Records from a data collection
---------------

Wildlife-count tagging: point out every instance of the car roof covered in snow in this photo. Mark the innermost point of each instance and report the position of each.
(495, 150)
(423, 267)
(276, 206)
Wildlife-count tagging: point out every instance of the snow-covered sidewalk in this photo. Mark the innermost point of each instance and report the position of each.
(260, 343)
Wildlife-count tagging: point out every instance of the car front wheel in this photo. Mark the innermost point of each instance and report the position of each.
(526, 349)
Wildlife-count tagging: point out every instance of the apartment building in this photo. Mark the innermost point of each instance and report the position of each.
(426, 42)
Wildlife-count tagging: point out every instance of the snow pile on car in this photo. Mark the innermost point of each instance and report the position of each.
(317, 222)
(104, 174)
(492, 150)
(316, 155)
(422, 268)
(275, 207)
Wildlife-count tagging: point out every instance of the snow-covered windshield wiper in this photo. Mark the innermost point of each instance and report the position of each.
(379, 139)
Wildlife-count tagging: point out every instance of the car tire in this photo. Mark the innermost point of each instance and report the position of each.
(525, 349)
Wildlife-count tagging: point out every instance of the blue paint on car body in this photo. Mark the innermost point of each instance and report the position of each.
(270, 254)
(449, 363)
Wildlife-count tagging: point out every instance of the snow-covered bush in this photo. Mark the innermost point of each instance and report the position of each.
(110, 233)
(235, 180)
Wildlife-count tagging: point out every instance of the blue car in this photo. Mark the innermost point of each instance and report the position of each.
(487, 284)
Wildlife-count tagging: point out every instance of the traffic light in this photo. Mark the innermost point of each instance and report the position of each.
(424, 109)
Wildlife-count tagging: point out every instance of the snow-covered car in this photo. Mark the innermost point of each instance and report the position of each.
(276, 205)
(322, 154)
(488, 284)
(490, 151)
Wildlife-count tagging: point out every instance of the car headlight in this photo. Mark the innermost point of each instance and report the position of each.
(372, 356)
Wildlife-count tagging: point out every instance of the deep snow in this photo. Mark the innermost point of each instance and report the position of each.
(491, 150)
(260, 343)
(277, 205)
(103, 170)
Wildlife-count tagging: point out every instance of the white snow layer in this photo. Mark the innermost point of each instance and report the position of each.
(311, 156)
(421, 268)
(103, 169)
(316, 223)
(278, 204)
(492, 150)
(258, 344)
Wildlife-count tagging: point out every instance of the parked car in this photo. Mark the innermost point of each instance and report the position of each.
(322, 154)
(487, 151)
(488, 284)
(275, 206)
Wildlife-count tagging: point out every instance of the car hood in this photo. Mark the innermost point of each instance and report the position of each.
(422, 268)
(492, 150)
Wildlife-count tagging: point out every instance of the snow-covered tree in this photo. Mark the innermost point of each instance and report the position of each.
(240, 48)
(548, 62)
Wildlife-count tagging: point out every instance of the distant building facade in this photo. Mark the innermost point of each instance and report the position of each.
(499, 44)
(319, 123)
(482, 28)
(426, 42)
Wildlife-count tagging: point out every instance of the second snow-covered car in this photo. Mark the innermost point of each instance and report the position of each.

---------------

*Directions for this task*
Could you reproduce the data above exactly as given?

*Response area*
Wildlife-count tagging: point out every instance of the car roof covered in snow in this photo. Mark the innermost point of each instance and report the position of each.
(495, 150)
(423, 267)
(276, 206)
Wildlife-count tagging: point out every instance of the snow-covered sidewalk in this photo. Mark the innermost point of each instance and report the position of each.
(260, 343)
Wildlife-count tagging: point out every instance of the car front wheel in this photo. Mark the innermost point of each instance and report the position of each.
(526, 349)
Wildlife-count tagging: point out every instance of the apartment building in this photo. Mark the innermost point of each instance and report the position of each.
(426, 42)
Wildlife-count tagging: point out every instance of the snow pile on car in this photo. Mark the innermost point of each instance and report the position of each.
(317, 222)
(104, 174)
(492, 150)
(316, 155)
(422, 268)
(275, 207)
Wildlife-count tagging: point out every instance of the snow-covered windshield wiper in this photo. Mark the innermost point of each instance and report the position of each.
(379, 139)
Wildlife-count tagging: point out every instance of the car tire in this photo. Mark the innermost point of each instance and report the position of each.
(525, 349)
Wildlife-count tagging: point out every instance of the blue paint on car body in this photo. Mark the innermost point of each instance and report the position of each.
(270, 254)
(449, 363)
Wildlife-count tagging: point out every instance of the snow-covered bush in this photo. Mark the innermost point of each instance and report the position of each.
(110, 233)
(235, 180)
Wildlife-count tagging: point out every instance of the blue car in this photo. Mark the innermost point of each instance and report the position of each.
(487, 284)
Wildlife-count tagging: point out every instance of the traffic light in this photo. Mark the innermost point of each instance and report the position of each.
(424, 109)
Wildlife-count tagging: point out every instance of the snow-covered car in this photo. Mark the innermost point of each instance and report the position of each.
(276, 205)
(322, 154)
(488, 284)
(490, 151)
Wildlife-count tagging: point out every instance of the car headlight in this photo. Mark the innermost point of each instance and report the position of each.
(372, 356)
Wildlife-count tagging: point out every instance of the deep snow in this photo. Mark the innermost point of each instance and report the position of each.
(491, 150)
(260, 343)
(277, 205)
(103, 170)
Wildlife-count tagging: point out every instance of the white snow layer in this photo. Mark the innermost point of each instance and report the position of each.
(311, 156)
(421, 268)
(103, 169)
(316, 223)
(278, 204)
(492, 150)
(258, 344)
Wildlife-count tagging: point out every instance of the parked car in this photo. Mark the innermost point of each instance and report the position of each.
(322, 154)
(487, 151)
(488, 284)
(275, 206)
Wildlife-count tagging: point out every instance of the car hood in this photo. Mark the innermost point of each instance and report the position of each.
(422, 268)
(492, 150)
Wildlife-count tagging: point out every instance of the snow-covered tree in this photo. Mark the innermost point of each instance and report the position of each.
(240, 48)
(548, 62)
Wildlife-count tagging: point out every instance of the distant building facade in this photo. Mark the innermost point of each instance and report the position of each.
(499, 44)
(319, 123)
(482, 28)
(426, 42)
Wildlife-count tagging: point out every instance of the second snow-covered car in this photo. Mark the innermost point of each instance and report the position of each.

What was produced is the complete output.